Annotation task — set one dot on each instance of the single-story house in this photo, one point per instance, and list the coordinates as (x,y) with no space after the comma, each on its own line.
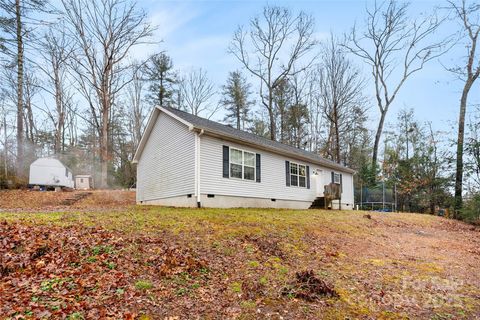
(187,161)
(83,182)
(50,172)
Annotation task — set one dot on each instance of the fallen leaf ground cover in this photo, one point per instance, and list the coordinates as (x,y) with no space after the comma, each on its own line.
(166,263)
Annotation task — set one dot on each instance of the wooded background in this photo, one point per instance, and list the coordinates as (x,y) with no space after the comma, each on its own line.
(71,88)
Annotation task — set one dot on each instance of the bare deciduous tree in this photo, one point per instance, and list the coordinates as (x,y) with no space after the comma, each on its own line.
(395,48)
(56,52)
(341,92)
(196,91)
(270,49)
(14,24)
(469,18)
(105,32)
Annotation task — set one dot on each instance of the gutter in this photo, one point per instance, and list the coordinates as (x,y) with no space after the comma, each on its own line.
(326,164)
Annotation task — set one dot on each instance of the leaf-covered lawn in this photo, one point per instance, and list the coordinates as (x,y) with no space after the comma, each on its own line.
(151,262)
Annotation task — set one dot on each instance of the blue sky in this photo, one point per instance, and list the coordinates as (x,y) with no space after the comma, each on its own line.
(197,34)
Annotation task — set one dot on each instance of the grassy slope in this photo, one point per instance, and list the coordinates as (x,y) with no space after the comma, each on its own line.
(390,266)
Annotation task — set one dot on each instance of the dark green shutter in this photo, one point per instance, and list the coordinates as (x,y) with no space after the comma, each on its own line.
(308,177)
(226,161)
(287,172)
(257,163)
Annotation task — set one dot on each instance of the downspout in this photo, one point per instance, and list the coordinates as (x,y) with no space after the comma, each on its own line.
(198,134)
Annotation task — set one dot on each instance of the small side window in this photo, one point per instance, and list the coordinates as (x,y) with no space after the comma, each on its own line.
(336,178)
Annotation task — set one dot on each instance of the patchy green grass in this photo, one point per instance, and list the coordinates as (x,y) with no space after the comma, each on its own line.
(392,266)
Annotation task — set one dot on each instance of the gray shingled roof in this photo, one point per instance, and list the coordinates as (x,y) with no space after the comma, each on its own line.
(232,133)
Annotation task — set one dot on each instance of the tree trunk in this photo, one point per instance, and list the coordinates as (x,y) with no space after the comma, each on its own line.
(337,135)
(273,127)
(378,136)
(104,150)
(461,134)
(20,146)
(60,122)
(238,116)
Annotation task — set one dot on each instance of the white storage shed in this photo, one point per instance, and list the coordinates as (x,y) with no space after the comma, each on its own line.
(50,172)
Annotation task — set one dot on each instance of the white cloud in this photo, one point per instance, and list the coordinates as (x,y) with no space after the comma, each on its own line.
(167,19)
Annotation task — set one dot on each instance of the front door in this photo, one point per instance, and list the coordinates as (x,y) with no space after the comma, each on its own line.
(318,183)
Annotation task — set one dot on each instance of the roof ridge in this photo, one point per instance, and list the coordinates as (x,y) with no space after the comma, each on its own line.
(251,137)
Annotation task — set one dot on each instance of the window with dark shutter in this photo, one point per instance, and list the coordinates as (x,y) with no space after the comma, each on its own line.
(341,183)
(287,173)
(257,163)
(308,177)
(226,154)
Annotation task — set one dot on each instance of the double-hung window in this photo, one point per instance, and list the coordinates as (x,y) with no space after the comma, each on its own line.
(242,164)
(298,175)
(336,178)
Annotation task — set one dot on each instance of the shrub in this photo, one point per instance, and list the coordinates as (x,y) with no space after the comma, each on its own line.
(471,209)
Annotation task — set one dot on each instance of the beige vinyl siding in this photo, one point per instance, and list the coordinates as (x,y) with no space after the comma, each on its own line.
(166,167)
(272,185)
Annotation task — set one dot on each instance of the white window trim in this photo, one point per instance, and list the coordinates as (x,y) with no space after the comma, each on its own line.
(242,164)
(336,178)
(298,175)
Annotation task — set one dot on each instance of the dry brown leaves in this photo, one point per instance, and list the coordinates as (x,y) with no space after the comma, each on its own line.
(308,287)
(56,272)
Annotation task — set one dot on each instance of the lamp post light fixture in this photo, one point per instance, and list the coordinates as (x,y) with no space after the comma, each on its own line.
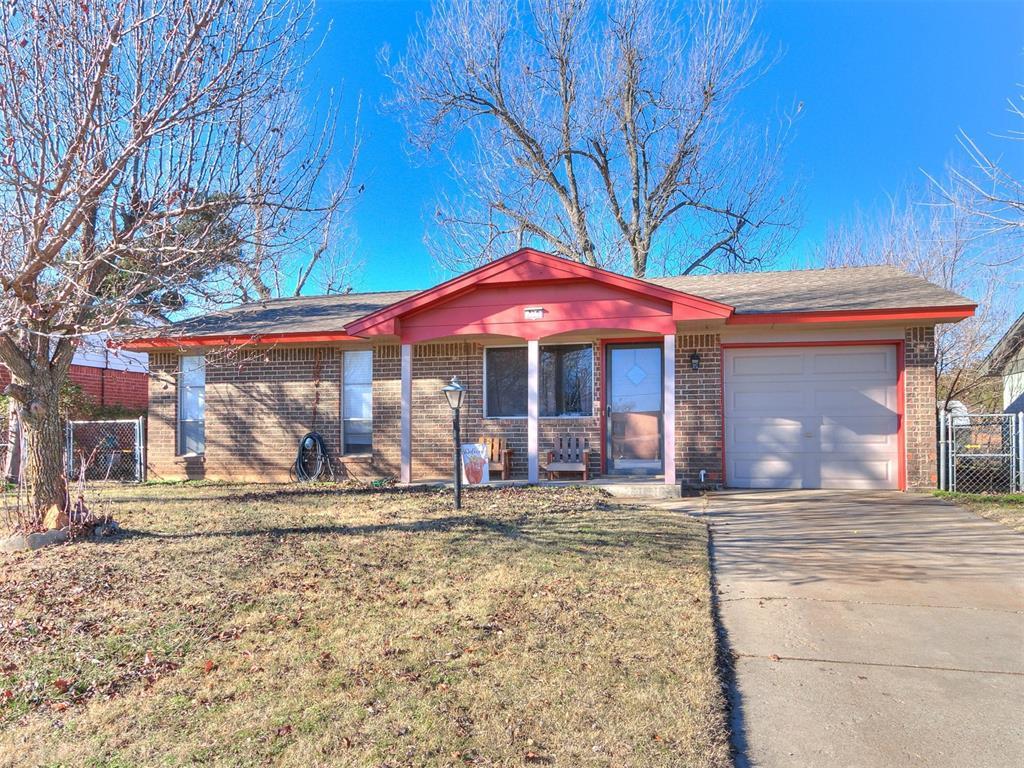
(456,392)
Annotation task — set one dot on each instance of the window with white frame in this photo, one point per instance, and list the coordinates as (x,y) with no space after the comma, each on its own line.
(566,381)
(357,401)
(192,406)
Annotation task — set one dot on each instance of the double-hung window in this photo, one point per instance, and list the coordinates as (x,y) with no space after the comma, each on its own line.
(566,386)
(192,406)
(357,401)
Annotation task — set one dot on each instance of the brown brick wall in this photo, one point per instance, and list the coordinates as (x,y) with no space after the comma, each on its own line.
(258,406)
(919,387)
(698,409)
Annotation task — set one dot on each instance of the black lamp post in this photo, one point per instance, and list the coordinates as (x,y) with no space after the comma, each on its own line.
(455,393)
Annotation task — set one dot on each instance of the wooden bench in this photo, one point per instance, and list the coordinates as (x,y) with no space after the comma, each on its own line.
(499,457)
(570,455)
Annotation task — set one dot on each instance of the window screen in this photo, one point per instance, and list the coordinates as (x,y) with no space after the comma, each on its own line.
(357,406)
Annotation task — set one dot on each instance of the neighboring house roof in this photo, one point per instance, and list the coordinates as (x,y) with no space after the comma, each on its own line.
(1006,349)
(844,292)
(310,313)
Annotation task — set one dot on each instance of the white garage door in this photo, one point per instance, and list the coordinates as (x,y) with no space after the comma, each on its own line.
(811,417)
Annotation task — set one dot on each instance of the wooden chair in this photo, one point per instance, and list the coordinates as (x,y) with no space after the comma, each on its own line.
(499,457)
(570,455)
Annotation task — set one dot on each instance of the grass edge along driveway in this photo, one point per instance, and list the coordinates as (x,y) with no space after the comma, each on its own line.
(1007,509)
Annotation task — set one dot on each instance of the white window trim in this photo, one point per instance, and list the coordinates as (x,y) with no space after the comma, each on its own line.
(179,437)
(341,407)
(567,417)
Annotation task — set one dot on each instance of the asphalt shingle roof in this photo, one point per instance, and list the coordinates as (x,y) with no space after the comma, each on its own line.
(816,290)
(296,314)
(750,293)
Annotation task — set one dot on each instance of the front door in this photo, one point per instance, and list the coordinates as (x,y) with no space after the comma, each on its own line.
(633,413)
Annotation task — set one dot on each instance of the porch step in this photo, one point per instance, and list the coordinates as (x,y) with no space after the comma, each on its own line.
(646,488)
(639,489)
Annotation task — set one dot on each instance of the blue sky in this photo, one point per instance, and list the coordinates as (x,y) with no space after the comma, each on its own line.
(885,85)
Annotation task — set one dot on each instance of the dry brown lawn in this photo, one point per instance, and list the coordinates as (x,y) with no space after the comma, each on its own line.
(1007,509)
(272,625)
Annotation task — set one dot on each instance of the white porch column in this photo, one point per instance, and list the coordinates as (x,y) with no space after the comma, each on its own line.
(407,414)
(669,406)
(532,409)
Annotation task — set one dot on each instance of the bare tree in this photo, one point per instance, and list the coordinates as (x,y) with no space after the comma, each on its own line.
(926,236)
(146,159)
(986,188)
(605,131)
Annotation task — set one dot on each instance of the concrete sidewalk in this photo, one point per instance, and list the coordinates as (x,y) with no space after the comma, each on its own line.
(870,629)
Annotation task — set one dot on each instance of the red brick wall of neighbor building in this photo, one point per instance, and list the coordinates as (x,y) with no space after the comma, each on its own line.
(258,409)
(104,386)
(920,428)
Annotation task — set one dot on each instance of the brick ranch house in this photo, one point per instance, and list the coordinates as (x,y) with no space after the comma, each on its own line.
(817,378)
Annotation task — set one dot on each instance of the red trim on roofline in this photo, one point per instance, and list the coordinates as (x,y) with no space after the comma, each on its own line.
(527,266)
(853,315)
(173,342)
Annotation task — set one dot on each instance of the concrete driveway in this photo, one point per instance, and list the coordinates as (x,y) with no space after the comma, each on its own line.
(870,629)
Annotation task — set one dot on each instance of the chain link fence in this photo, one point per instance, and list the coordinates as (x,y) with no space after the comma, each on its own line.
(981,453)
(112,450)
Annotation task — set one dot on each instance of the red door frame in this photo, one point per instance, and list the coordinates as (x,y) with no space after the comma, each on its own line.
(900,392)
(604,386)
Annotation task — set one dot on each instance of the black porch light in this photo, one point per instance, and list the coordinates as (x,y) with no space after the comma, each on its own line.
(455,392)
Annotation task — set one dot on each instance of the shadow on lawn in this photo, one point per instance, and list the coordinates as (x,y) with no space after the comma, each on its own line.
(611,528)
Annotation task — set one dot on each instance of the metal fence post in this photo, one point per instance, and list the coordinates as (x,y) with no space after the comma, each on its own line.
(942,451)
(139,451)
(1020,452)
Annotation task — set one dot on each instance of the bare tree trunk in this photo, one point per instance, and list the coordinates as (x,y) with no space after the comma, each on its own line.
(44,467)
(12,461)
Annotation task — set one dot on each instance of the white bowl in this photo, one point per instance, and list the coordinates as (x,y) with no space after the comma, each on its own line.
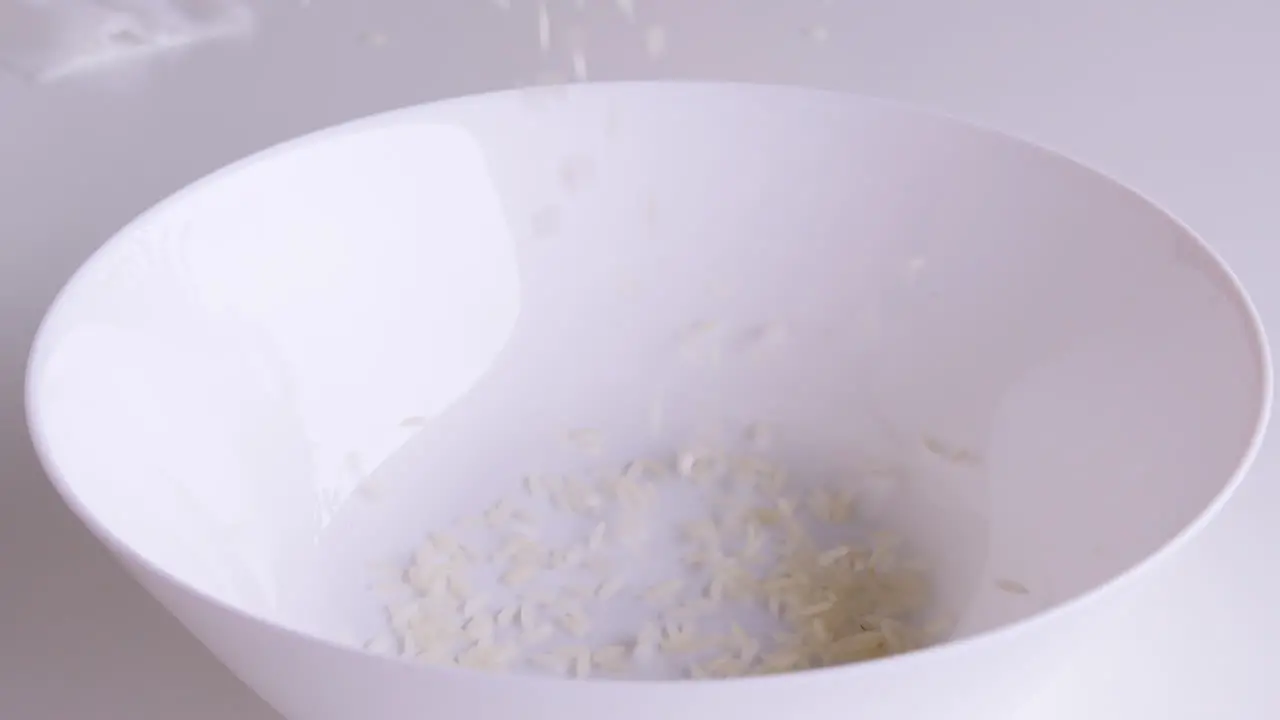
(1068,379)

## Challenge
Copy out the items exactly, from the line containing "the white bowl" through the end of the items, leaving the pictures out.

## Final result
Annotation task — set one dot on each instance of the white bowl in this photo, one point per instance, and list the coordinates as (x,y) with no space after the comma, each on its own line.
(1068,379)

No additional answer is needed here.